Saturday, January 11, 2014

Thoughts on Andrew



      At one point in what's considered my adult life, I learned that when God says "Do", I don't ask "Why", but "How". So when a fifth little spirit whispered, "It's my turn," I prayed for courage to do it again.
       It didn't take many times to realize that pregnancy is my great trial in life, despite doctors and nurses and midwives and well-meaning friends. I don't know why God keeps sending me little spirits, while I am surrounded by friends who would give their right arm to have just one.
I don't know all the "why's", but I've learned a little about the "how's." Among them is #1, I married a good man. I knew he was good when I married him, but that's another essay. These pregnancies have been challenging for him, too. He could write his own essay on that.
Last night as he climbed into bed next to me at a crazy early hour (I don't do late, or even normal nights), and said, "Let's play 101 things I love about Natalie," I smiled.
       Day after day he arrives home from work to a mountain of dirty dishes, kids still needing help with homework, toys and chaos everywhere, and an almost vegetable-like wife (of the potato variety: you know, one of the really round kind) on the couch. Okay, not everyday. Some days I do get a simple dinner made, and on rare occasions I'll get the kids to clean up their toys and empty the dishwasher. But yesterday it was paper plates and pasta for dinner, with three loads of laundry piled on the couch. And me, nauseated, shuffling around in a zombie-like manner, attempting to function.

### RAW DATA
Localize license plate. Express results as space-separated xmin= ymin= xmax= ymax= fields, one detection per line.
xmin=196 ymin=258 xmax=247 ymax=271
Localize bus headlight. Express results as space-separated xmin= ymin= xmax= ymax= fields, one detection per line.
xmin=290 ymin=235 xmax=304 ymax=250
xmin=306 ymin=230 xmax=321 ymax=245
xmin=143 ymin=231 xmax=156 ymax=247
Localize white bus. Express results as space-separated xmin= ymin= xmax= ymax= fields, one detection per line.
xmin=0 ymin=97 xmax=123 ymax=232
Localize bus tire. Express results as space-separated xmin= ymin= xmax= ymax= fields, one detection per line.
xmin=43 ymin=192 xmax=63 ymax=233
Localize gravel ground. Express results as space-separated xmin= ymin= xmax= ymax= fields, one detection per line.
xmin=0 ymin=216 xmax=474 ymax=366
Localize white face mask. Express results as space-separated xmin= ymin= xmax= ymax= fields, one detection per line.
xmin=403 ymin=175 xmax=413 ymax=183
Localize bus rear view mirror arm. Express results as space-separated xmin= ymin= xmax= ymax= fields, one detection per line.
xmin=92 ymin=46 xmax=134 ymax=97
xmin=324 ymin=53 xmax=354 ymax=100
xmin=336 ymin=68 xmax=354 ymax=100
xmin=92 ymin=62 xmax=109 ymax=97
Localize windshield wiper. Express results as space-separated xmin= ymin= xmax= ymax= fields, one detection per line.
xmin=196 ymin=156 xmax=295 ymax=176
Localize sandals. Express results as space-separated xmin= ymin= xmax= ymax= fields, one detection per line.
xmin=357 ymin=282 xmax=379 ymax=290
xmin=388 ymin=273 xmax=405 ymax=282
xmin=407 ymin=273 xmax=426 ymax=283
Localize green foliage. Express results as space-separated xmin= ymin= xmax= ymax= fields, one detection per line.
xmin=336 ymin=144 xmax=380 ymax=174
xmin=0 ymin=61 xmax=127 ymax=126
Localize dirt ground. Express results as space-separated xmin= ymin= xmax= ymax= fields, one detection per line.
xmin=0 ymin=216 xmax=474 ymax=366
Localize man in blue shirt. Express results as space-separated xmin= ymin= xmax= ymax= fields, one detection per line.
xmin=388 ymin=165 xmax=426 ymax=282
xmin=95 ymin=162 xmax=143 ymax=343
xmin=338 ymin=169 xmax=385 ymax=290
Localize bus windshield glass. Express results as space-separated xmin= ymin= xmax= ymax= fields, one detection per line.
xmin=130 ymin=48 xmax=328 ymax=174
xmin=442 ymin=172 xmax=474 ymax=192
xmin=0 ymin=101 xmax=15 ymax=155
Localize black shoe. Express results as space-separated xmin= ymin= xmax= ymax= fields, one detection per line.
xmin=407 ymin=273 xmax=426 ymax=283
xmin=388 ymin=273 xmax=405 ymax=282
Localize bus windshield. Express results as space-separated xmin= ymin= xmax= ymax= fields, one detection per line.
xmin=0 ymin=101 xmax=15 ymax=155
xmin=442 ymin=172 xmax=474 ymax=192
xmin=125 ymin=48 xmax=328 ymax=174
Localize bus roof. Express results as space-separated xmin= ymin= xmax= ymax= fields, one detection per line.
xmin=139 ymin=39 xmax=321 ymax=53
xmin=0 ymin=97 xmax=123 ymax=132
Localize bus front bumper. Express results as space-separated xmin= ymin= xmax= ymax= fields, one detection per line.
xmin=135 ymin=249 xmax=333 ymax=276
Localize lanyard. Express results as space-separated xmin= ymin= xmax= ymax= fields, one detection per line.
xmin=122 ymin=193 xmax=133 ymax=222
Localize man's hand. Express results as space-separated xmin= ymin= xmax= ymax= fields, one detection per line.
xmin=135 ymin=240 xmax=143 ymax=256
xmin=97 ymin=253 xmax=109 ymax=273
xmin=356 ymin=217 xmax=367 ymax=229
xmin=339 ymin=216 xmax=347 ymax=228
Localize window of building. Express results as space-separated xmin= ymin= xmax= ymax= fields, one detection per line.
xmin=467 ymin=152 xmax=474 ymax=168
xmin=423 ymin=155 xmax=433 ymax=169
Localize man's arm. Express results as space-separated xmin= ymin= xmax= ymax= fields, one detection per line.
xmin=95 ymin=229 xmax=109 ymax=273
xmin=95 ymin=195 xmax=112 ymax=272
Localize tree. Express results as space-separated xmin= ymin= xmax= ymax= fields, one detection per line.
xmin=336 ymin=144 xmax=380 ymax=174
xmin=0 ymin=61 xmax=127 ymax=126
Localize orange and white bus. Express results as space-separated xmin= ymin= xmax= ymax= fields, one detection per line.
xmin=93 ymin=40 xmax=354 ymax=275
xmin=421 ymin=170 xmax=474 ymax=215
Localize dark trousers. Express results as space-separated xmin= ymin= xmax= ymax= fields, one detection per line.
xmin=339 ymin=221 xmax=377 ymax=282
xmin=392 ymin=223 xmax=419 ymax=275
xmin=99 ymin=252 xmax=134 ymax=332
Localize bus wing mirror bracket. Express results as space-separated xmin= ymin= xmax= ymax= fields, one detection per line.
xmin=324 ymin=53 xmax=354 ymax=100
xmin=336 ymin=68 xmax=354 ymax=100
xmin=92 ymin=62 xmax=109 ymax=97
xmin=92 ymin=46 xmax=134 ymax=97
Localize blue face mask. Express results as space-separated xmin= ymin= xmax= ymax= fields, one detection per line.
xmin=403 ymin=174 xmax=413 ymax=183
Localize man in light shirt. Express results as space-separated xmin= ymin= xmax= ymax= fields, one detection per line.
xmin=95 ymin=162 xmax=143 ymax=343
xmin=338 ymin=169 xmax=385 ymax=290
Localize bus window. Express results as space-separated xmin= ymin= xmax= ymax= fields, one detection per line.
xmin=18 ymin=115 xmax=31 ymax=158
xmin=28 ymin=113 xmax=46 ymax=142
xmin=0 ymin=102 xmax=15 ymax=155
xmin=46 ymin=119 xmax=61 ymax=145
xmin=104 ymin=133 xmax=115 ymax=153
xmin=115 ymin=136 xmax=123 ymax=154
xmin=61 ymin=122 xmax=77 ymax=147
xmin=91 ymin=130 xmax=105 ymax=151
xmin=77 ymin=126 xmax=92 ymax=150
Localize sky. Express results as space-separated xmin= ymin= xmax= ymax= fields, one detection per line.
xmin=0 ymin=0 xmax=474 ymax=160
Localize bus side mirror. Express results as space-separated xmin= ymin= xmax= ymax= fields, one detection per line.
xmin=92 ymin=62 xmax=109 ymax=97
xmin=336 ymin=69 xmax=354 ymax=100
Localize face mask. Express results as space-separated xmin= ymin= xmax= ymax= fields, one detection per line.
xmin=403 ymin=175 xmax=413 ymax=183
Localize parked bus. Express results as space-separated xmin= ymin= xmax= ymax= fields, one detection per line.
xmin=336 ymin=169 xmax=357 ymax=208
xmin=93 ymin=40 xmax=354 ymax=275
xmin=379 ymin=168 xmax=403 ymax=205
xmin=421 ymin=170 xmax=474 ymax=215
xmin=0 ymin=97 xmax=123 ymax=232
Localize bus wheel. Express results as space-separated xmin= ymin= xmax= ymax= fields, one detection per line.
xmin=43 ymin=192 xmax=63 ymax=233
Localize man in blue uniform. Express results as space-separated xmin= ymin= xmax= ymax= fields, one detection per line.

### WHAT IS BEING ASKED
Write out the "Thoughts on Andrew" post above word for word, from "At one point" up to and including "essay on that.".

### RESPONSE
At one point in what's considered my adult life, I learned that when God says "Do", I don't ask "Why", but "How". So when a fifth little spirit whispered, "It's my turn," I prayed for courage to do it again.
       It didn't take many times to realize that pregnancy is my great trial in life, despite doctors and nurses and midwives and well-meaning friends. I don't know why God keeps sending me little spirits, while I am surrounded by friends who would give their right arm to have just one.
I don't know all the "why's", but I've learned a little about the "how's." Among them is #1, I married a good man. I knew he was good when I married him, but that's another essay. These pregnancies have been challenging for him, too. He could write his own essay on that.